WHAT YOU SHOULD DO |
Your answer should consist of the listing, repeated exactly.

RECORDS PROVIDED |
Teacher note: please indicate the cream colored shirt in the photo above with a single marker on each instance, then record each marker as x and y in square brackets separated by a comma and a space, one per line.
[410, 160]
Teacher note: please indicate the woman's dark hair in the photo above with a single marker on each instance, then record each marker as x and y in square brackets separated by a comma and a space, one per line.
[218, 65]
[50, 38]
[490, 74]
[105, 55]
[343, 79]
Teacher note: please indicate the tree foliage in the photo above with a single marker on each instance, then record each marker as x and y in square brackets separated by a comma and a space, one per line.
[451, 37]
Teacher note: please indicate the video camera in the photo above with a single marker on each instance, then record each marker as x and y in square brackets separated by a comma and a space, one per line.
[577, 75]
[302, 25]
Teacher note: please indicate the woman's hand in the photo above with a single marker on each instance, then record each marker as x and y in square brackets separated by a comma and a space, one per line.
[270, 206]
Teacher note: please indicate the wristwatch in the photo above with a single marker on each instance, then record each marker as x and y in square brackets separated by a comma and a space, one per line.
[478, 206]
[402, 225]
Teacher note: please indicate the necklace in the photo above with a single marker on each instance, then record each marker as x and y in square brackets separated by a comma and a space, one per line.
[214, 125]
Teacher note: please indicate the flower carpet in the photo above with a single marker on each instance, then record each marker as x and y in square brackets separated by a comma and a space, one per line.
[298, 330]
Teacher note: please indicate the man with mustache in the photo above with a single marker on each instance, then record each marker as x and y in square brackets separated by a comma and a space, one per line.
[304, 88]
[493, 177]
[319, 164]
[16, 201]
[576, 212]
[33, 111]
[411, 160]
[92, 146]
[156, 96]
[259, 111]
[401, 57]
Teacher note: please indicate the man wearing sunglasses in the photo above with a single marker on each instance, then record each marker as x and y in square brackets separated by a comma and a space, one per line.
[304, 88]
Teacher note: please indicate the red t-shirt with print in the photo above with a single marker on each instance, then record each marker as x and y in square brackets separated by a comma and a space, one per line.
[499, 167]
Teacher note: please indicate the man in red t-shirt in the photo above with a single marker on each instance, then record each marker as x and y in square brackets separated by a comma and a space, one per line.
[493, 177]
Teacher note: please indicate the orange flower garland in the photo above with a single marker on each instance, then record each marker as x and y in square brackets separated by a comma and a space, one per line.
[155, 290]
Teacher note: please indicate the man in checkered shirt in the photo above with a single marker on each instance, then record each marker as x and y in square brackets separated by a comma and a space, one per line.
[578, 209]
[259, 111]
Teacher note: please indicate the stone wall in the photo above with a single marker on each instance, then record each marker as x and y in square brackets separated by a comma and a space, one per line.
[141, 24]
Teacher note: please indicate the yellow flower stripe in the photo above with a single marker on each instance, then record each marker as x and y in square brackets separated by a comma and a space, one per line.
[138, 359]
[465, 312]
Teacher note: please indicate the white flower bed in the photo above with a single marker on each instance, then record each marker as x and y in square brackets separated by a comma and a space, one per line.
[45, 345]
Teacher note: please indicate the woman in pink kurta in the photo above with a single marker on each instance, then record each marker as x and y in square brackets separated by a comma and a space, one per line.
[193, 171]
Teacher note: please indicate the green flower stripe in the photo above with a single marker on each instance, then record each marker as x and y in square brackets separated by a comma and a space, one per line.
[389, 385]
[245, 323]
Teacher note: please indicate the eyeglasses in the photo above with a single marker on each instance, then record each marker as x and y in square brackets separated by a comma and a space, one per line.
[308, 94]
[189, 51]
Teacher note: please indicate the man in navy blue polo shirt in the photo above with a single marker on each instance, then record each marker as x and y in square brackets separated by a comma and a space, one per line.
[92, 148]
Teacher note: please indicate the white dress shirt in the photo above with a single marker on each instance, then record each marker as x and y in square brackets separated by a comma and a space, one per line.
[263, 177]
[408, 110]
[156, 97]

EXPECTED ANSWER |
Teacher note: please indicate the cream colored shirt in the photo above with a single marker on each instance, then record each marker as x and y in square brackets separated by a comma and a space, one per line.
[410, 160]
Teacher note: please indicate the woman's dark hair in the photo above with a single marker on each instance, then record each marker as x and y in square brackets separated by a comma and a space, one per line.
[218, 65]
[50, 38]
[490, 74]
[105, 55]
[343, 79]
Teacher note: please indicate the tree foliage in the photo above with a single marker on each instance, then record each marker as x and y in square brackets separated by a comma and a space, one per line.
[451, 37]
Teacher note: please indicate the video camera in the photo above with a single marker on each instance, then record each marker as x and y in square brackets separated by a comma and a space, one per line.
[577, 75]
[302, 25]
Teacher note: please indicate the woman's hand in the photo above with a single marker on each instance, then record each marker as x and y in square brackets separated by a comma and a space, one per line.
[270, 206]
Teacher note: please indicate the wristwatch in the photo above with a single marker on each instance, then record each marker as x and y in square brackets separated by a comma and a space, one per line.
[478, 206]
[402, 225]
Teacher note: please indicate the necklace in the photo above with a single marker on each instance, then record each marker as x and y in square brackets separated by a comma and a space, one per line.
[214, 125]
Teacher note: please indicate the flower carpet in the photo above with a single marker on each instance, then record each marker as x and y in square brackets separated by a comma and a space, one per line.
[298, 330]
Teacher note: please indicate the man with mustache in the photo above with a single marker on each instance, then record each marker as x and y in square brackets separated by a comma and a space, one per line.
[304, 88]
[493, 177]
[319, 164]
[16, 201]
[576, 212]
[33, 111]
[411, 160]
[92, 146]
[156, 96]
[259, 111]
[401, 57]
Teacher note: please indicate the man wearing sunglasses in the photo above with a single marker on each instance, then record each marker as x and y in square brackets separated by a comma and a space, one per line.
[304, 88]
Teacher note: please indicate the red t-shirt with print in the photo above with a single marker on each instance, then record each marker as x and y in square brackets separated by a comma and a space, one per line.
[499, 167]
Teacher note: please indicate the man in red t-shirt in the photo above with a single marker on each instance, then record each marker as x and y in square brackets separated by a comma and a space, one per line.
[493, 177]
Teacher note: please indicate the orange flower garland in the photo above with a single marker on each instance, then record each marker as x and y in square brackets separated by a comma and a space, one per line.
[155, 290]
Teacher note: please indicate the man in checkered shirt in the photo above with a single marker on each instance, then record each marker as x and y in square brackets separated by a comma and a space, one per line.
[578, 209]
[259, 111]
Teacher note: please indicate the stone wall in the photo above with a single marker on each instance, then record each marker as x and y in square brackets separated by a comma and a space, one per line.
[141, 24]
Teacher note: please indicate the yellow flower stripe in the photo above with a single marker on each instance, then record each marker as x and y in square brackets separated by a comma and a space, one per line.
[138, 359]
[465, 312]
Teacher note: please indicate the white flower bed in the photo above with a single marker on each instance, then record each marker as x and y in square brackets separated by a comma and a space, one per line.
[45, 345]
Teacher note: please indicate the woman in pink kurta in the photo above with a single marker on each instance, then record each marker as x and y in square brackets separated by a comma and a space, one per line.
[193, 171]
Teacher note: please indicate the green flower stripe in the photo above with a single marker on each instance, then record each marker as x and y in square brackets separated by a comma and a space, one per line.
[389, 385]
[245, 323]
Teacher note: please indicate the eyeglasses in the photo above with a single marker on each instance, then record each marker as x and y in square brackets separated by a comma and a space, one per line.
[308, 94]
[189, 51]
Teacher note: please indicate the man in navy blue polo shirt in the photo above with a single marker on each instance, then record each marker as x and y in square brackets separated by a comma and a space, one per line.
[92, 148]
Teacher note: please indicate the white dress shirt in the photo above with a single marker on each instance, then record each marker as x and y in square brackets separated by a comma and a space, one per line.
[263, 177]
[408, 110]
[156, 97]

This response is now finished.